*** Opening of Input data ***

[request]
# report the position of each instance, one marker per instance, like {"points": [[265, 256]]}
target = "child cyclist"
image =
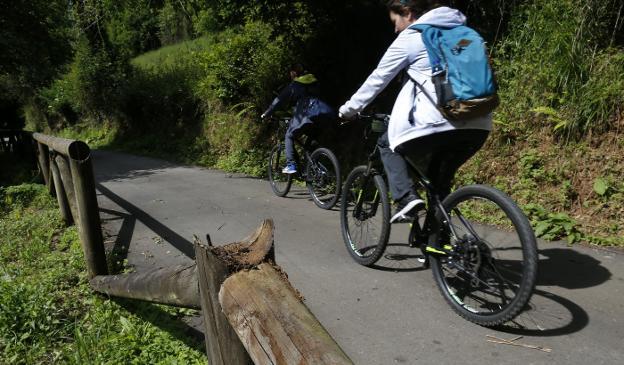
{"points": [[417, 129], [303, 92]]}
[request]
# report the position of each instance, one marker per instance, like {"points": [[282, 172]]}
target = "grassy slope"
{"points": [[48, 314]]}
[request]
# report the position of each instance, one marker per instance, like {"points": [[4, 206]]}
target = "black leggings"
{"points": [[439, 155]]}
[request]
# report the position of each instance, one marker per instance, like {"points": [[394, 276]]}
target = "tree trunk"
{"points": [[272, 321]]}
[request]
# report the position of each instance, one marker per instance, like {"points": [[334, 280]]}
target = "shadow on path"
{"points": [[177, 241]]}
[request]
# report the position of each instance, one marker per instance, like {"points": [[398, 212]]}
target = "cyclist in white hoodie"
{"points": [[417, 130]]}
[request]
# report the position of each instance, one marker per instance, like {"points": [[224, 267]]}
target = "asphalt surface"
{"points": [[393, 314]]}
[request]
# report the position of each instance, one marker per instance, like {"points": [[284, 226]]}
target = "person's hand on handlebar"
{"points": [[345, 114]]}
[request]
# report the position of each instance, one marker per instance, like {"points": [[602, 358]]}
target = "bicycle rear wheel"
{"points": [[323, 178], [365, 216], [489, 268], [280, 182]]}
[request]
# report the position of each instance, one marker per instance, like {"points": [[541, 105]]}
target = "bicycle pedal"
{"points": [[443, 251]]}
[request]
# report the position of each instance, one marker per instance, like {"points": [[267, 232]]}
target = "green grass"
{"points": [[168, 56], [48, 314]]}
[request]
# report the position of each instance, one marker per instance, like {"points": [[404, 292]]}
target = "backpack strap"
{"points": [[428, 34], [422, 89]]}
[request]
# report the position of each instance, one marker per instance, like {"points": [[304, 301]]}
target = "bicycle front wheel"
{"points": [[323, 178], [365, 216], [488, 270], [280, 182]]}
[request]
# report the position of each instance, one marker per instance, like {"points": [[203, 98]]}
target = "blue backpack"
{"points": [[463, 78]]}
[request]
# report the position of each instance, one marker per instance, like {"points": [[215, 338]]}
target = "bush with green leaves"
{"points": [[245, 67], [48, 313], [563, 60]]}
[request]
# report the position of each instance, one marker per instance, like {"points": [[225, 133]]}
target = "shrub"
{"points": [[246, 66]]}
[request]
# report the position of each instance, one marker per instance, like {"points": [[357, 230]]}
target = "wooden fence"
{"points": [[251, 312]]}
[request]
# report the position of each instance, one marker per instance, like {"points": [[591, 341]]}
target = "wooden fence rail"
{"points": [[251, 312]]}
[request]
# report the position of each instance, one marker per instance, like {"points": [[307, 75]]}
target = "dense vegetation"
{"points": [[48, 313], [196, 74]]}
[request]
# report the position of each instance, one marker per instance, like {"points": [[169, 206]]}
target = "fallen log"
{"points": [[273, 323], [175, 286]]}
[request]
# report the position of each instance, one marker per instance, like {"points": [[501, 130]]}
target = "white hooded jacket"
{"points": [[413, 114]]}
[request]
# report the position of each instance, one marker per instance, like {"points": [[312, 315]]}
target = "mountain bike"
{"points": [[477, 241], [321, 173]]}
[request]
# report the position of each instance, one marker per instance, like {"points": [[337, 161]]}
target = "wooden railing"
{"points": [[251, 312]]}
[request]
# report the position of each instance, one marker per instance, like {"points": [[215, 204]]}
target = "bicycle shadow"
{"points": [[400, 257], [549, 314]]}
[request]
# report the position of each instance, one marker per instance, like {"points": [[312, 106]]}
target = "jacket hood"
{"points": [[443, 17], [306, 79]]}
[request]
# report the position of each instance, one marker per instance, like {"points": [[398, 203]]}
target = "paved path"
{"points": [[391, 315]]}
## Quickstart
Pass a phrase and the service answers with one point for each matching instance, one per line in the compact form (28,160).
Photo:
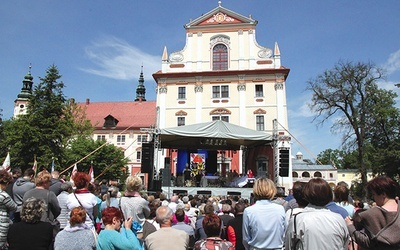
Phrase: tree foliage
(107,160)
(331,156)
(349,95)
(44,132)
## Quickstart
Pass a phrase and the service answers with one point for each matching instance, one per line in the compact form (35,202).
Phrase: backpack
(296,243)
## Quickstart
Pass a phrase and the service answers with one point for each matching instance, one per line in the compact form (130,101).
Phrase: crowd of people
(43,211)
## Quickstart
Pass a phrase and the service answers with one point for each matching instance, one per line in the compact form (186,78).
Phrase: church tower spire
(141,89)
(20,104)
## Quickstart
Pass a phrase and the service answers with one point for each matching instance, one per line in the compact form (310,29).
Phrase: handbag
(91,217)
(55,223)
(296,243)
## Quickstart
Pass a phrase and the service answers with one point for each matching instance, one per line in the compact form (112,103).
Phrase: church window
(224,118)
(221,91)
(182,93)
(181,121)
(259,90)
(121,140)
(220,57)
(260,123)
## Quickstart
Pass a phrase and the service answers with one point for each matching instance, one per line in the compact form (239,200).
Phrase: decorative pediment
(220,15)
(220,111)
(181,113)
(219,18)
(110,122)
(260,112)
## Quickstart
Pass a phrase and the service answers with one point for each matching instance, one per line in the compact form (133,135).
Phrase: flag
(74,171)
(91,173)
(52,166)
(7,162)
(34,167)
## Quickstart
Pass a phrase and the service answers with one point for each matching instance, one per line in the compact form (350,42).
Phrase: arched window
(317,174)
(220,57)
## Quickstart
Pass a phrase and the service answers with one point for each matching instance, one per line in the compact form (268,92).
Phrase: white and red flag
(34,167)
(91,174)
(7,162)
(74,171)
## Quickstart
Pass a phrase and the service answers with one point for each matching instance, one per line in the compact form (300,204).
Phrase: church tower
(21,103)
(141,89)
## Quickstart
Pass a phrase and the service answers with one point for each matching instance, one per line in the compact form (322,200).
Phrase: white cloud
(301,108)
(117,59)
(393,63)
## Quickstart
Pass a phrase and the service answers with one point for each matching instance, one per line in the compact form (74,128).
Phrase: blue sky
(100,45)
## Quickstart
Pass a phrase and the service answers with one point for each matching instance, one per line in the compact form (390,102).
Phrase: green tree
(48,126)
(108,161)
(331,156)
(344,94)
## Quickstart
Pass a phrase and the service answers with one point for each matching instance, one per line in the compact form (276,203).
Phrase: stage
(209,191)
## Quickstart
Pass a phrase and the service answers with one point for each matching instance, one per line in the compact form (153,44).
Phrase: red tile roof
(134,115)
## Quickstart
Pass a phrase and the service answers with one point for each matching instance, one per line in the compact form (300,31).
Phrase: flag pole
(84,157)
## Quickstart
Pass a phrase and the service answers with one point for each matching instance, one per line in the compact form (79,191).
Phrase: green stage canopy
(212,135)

*** Close of Input data ***
*** Opening of Input data ***

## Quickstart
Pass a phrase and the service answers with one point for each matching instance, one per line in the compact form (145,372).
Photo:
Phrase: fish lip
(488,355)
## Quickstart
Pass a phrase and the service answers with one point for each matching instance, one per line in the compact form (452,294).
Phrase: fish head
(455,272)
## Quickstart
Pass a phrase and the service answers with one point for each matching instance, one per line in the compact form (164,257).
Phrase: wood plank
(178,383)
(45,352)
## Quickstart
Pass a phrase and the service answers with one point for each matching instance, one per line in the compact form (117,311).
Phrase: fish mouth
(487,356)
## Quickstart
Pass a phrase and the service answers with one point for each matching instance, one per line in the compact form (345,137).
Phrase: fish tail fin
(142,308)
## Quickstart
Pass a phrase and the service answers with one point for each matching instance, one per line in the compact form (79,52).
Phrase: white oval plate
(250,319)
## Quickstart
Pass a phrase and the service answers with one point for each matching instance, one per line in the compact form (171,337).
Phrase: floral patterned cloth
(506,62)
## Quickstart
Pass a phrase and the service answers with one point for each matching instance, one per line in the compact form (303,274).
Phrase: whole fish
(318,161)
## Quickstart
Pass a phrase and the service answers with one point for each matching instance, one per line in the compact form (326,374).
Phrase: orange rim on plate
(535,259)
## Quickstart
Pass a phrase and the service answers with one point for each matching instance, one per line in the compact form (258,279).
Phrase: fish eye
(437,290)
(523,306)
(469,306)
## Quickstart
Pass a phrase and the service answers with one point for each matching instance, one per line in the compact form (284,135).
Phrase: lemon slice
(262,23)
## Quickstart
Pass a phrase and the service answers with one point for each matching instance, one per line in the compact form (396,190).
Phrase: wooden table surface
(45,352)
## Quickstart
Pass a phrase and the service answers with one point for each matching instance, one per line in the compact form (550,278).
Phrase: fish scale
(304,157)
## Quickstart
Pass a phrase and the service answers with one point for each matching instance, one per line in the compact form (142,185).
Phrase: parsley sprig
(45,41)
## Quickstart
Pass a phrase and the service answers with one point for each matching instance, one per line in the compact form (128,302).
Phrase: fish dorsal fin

*** Close of Input data ***
*** Opening of Input data ***

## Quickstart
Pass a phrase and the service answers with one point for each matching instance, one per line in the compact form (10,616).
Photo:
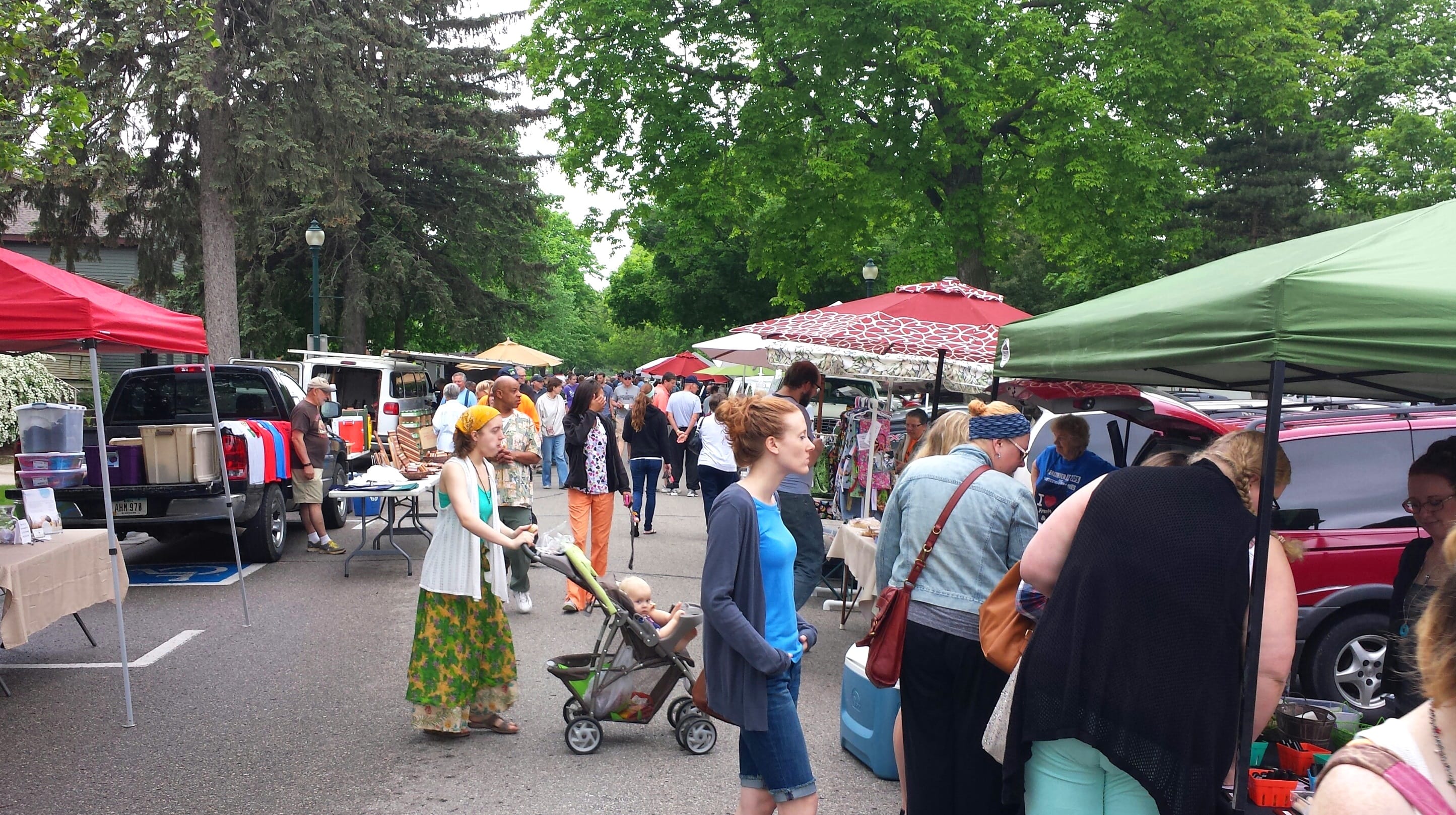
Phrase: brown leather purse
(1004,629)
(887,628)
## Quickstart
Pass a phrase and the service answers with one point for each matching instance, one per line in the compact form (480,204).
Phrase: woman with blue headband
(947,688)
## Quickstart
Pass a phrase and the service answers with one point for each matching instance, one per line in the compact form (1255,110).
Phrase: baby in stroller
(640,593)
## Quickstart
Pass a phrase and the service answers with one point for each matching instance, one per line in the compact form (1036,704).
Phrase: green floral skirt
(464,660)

*** Close of Input data ***

(Task item) From the records above, retype only the lines starting at the line that contains "Phrase: fish tail fin" and ending at the line that contains "compact form (171,337).", both included.

(Solution for this problem)
Phrase: fish tail fin
(142,308)
## Quickstart
Pass a phrase and the service answers with one point for each matching instance, one per line in the compact form (79,52).
Phrase: white oval plate
(250,319)
## Quickstart
Pass a phrase and the service answers with one point for each matching instance, one per line in the compact form (171,337).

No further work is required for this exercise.